Task to complete:
Your answer should be the lines below from the one holding "paths: evenodd" through the one holding "674 593 L 439", copied exactly and with nothing else.

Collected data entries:

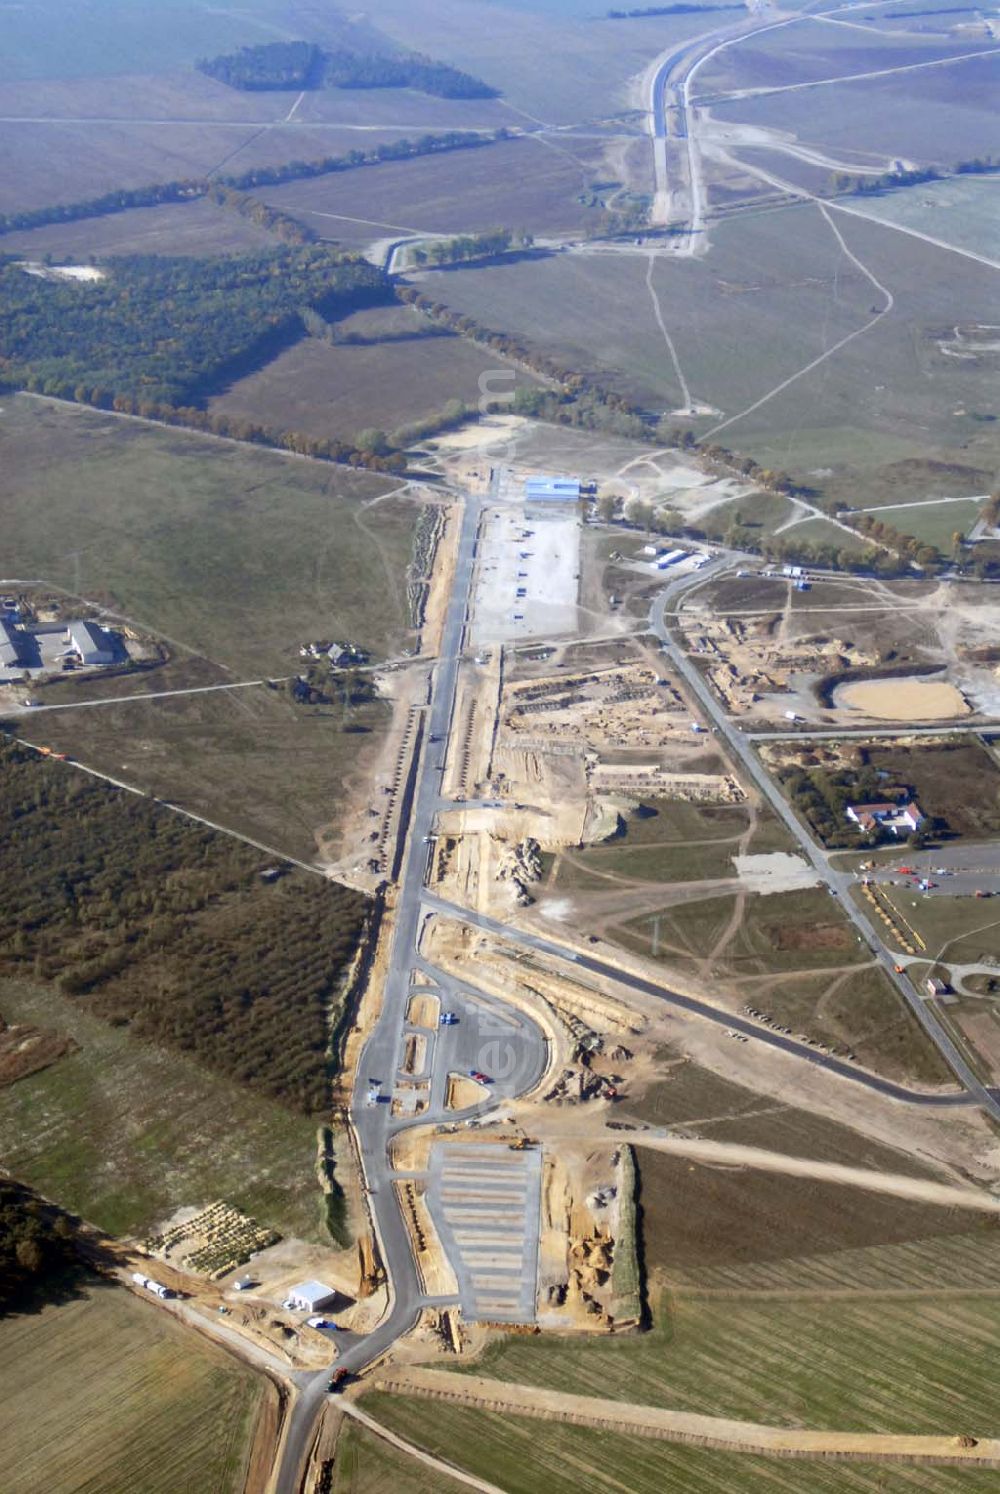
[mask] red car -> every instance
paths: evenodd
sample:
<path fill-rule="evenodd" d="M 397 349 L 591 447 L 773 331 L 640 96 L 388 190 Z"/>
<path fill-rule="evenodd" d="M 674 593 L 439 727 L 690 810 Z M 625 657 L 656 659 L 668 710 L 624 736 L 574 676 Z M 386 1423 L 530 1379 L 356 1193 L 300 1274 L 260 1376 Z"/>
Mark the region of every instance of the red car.
<path fill-rule="evenodd" d="M 470 1079 L 475 1079 L 476 1082 L 477 1082 L 477 1084 L 489 1084 L 489 1083 L 491 1083 L 489 1074 L 484 1074 L 479 1069 L 470 1069 L 469 1070 L 469 1078 Z"/>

Result:
paths: evenodd
sample:
<path fill-rule="evenodd" d="M 397 349 L 591 447 L 773 331 L 640 96 L 388 190 Z"/>
<path fill-rule="evenodd" d="M 674 593 L 439 727 L 690 810 Z M 625 657 L 656 659 L 668 710 L 624 736 L 574 676 Z M 386 1423 L 530 1379 L 356 1193 L 300 1274 L 260 1376 Z"/>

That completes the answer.